Reproduce word for word every line from the one containing "Query: police car license plate" through the end of the listing below; omit the pictures.

━━━━━━━━━━━━━━━━━━━━━━━━━━━━━━

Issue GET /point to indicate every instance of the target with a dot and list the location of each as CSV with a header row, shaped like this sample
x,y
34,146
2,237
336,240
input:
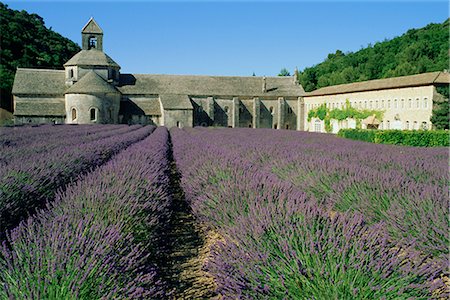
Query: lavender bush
x,y
28,183
277,199
97,239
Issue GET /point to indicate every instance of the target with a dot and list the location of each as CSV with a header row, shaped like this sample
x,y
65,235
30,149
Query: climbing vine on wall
x,y
347,112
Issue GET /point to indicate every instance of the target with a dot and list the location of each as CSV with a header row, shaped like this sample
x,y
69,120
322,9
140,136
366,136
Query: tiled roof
x,y
173,101
91,27
208,85
387,83
140,106
91,83
40,107
39,82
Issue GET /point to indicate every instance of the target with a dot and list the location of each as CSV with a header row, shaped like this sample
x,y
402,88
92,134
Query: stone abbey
x,y
91,89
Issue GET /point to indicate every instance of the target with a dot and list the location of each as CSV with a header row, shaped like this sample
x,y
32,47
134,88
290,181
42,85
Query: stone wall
x,y
106,108
178,118
404,108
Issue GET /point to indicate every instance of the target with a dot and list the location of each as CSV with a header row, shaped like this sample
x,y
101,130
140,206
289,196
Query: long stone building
x,y
91,89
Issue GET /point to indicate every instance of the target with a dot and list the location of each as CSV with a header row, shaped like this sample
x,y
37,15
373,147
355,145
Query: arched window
x,y
112,74
92,42
93,113
317,127
74,114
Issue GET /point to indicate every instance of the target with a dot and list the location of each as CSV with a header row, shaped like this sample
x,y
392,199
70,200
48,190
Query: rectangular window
x,y
93,114
317,126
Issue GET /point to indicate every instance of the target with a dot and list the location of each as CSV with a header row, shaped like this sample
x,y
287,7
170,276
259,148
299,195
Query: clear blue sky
x,y
233,38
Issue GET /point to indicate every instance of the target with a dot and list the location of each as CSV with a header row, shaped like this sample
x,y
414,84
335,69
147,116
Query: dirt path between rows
x,y
187,245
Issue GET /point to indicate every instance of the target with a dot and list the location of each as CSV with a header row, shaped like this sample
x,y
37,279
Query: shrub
x,y
439,138
358,134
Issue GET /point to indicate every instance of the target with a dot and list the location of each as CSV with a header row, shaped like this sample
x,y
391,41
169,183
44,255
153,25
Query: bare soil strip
x,y
187,245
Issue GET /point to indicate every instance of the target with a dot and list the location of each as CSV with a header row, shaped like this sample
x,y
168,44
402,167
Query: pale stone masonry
x,y
91,89
407,101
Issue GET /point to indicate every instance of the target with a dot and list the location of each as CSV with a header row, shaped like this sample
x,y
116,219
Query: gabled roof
x,y
92,57
39,82
387,83
92,27
91,83
40,107
141,84
173,101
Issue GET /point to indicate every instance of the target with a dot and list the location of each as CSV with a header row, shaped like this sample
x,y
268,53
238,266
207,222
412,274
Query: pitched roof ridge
x,y
91,78
209,76
437,76
92,20
39,70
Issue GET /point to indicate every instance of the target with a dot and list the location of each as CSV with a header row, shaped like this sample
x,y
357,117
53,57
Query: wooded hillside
x,y
417,51
26,42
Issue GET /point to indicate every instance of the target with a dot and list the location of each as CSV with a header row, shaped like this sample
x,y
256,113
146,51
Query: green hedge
x,y
420,138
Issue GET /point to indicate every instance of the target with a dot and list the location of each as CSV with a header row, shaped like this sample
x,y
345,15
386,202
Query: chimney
x,y
296,76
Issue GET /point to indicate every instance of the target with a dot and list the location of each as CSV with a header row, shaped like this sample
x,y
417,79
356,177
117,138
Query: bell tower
x,y
92,36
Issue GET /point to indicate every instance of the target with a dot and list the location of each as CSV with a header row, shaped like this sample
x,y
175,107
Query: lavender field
x,y
131,212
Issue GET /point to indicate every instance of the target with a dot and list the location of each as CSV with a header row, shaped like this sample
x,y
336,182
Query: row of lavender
x,y
18,146
271,196
97,239
405,187
28,182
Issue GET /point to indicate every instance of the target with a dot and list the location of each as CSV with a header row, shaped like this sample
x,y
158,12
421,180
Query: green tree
x,y
26,42
416,51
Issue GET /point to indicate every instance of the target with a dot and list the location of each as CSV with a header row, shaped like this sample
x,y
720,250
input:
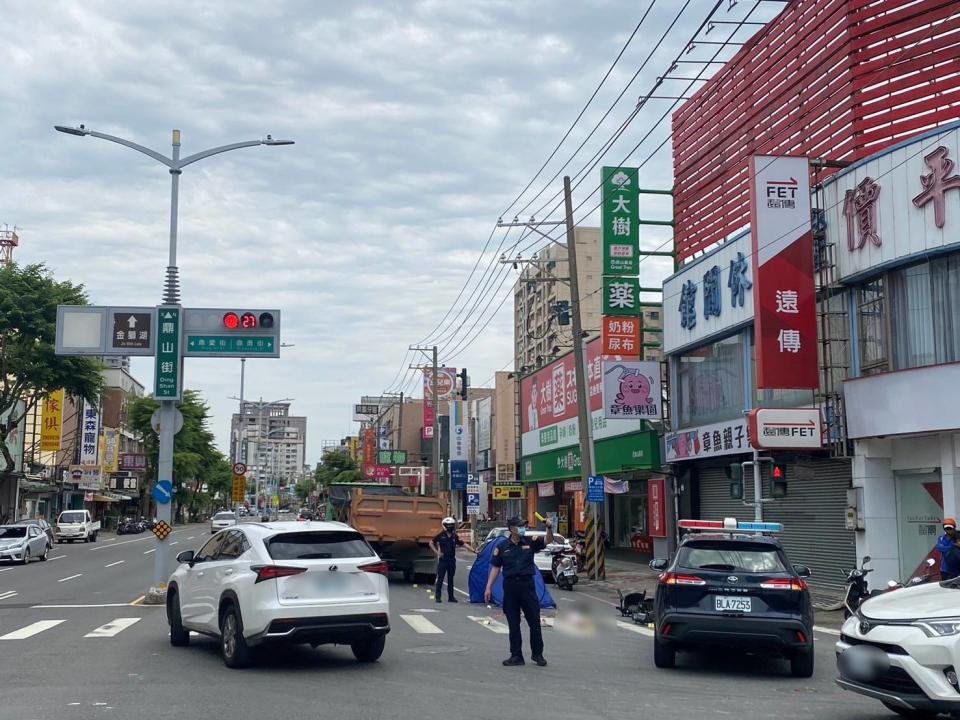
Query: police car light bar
x,y
731,525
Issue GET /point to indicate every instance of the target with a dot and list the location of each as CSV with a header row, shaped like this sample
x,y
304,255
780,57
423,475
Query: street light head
x,y
81,131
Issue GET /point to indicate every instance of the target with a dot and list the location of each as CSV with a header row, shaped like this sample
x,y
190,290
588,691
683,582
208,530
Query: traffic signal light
x,y
734,473
778,481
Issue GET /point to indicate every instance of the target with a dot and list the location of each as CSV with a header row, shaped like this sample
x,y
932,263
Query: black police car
x,y
731,585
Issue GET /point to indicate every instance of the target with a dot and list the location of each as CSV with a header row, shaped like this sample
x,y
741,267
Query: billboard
x,y
548,410
785,312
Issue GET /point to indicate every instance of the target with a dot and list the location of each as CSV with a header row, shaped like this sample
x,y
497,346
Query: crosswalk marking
x,y
113,627
490,624
421,625
31,630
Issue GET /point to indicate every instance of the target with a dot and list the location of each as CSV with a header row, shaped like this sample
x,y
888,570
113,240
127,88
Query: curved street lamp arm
x,y
216,151
139,148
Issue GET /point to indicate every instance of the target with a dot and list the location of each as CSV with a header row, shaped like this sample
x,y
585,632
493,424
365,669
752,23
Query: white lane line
x,y
31,630
632,627
490,624
421,625
114,627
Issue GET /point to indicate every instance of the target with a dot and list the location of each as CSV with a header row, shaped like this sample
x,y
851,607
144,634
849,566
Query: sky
x,y
417,125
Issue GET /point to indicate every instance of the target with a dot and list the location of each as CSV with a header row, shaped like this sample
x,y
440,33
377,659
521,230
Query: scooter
x,y
857,591
564,568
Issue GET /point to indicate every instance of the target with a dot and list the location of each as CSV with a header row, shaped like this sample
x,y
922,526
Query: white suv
x,y
903,649
281,582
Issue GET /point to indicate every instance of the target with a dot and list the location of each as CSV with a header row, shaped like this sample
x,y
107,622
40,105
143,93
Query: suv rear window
x,y
730,557
318,545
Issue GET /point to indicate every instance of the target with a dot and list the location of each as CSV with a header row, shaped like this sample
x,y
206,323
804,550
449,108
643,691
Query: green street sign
x,y
168,366
621,296
620,218
227,345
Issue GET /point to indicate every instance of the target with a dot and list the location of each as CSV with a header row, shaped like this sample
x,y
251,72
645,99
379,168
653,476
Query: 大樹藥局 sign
x,y
549,405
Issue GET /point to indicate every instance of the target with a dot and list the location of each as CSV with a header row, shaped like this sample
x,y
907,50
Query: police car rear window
x,y
730,557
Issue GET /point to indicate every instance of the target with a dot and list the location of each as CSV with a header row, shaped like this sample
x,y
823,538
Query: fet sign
x,y
785,320
786,428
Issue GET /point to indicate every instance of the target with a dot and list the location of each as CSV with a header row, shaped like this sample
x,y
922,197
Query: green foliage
x,y
29,367
196,460
337,466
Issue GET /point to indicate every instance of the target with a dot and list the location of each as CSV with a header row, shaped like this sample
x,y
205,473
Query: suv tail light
x,y
678,579
270,572
791,584
381,568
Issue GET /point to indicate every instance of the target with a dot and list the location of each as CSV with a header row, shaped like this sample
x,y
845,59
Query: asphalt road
x,y
72,646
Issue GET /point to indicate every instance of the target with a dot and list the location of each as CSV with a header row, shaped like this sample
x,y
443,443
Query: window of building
x,y
710,383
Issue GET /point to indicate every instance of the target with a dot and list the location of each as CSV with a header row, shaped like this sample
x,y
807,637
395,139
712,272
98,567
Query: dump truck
x,y
398,524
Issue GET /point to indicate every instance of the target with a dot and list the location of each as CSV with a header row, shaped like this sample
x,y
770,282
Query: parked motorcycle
x,y
857,590
564,567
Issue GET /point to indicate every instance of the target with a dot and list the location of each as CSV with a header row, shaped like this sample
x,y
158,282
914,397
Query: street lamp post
x,y
171,296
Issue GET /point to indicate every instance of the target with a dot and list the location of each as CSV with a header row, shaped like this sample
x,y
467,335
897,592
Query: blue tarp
x,y
481,571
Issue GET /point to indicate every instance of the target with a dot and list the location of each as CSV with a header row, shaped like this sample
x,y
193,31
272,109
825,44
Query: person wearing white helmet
x,y
444,545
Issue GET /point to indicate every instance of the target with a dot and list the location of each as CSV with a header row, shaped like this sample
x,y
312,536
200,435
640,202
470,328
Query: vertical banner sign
x,y
52,421
90,435
657,507
785,319
620,215
168,367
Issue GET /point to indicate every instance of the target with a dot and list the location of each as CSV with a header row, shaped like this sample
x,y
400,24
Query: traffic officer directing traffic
x,y
514,557
445,544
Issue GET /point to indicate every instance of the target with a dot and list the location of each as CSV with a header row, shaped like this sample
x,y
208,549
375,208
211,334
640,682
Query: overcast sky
x,y
416,123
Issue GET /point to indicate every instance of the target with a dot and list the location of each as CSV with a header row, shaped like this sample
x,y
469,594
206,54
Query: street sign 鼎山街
x,y
621,336
508,492
785,312
620,200
786,428
168,361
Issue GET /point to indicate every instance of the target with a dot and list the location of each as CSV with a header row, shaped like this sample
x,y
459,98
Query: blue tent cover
x,y
481,571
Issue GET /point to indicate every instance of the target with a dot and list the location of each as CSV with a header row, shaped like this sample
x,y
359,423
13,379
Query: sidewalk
x,y
628,571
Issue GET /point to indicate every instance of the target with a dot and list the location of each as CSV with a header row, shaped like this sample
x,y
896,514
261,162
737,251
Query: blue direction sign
x,y
595,488
163,492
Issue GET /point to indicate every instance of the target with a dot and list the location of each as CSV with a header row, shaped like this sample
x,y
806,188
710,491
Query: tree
x,y
29,367
196,460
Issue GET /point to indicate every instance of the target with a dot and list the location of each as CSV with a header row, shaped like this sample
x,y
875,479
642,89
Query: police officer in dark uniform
x,y
445,544
514,557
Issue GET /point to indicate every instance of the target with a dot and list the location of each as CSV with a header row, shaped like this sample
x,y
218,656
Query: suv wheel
x,y
368,650
664,655
236,654
179,636
801,664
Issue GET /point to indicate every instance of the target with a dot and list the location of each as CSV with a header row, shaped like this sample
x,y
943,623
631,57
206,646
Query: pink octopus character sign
x,y
631,389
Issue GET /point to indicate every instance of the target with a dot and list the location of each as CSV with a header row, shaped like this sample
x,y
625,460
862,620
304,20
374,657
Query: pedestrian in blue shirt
x,y
949,550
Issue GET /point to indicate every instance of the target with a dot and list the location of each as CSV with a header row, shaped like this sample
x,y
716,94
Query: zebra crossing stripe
x,y
421,625
114,627
31,630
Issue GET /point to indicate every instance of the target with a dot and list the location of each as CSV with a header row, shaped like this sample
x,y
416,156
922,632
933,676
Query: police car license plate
x,y
724,603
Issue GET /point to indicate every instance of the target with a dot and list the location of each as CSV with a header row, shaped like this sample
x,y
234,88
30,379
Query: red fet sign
x,y
657,507
785,315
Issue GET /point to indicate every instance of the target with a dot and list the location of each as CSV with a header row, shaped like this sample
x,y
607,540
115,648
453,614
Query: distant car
x,y
543,559
281,583
42,524
731,585
222,520
23,542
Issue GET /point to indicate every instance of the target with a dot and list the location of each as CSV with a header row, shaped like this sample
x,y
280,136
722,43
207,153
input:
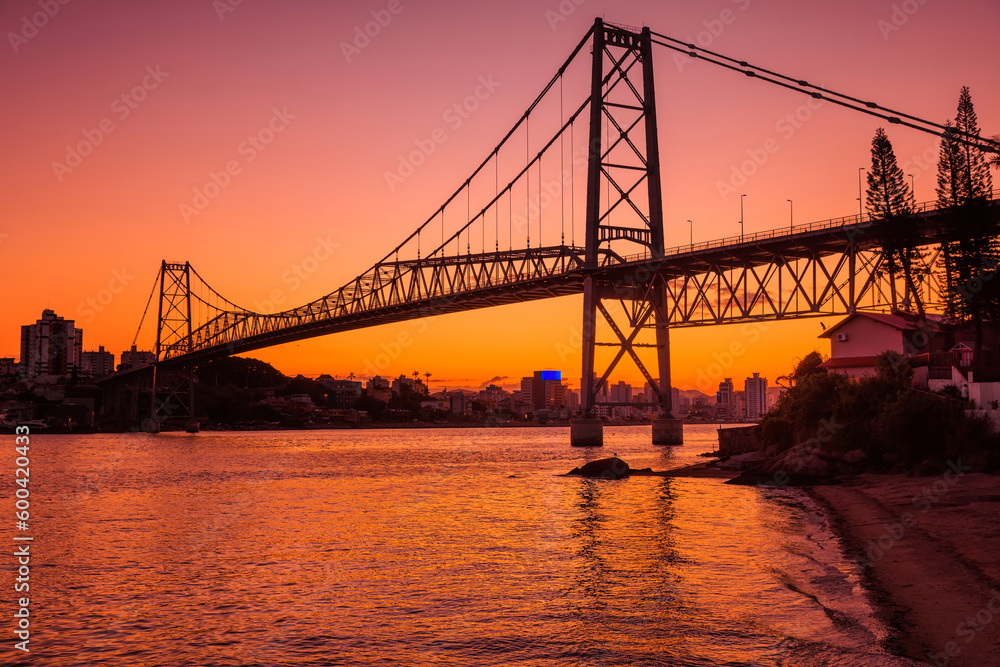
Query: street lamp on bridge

━━━━━━━━━━━━━━━━━━━━━━━━━━━━━━

● ANSWER FOR THE TASK
Query: police car license plate
x,y
724,603
Issue GET /point to indicate every instance of the target with a dot and list the location of each as CSV with a header row, shaped like this sample
x,y
234,88
30,379
Query: red fet sign
x,y
657,507
785,315
Issue GET /point to indicate every instance of the target with a dot and list the location of each as CSV with a header row, shaped like this sample
x,y
607,540
115,648
453,614
Query: distant car
x,y
543,559
281,583
42,524
731,585
222,520
23,542
Issue GET /point to indicate every instance of the target with a dot and list the location of each as CSV with a header row, shaped like this sample
x,y
280,136
722,43
207,153
input:
Query: street lamp on bridge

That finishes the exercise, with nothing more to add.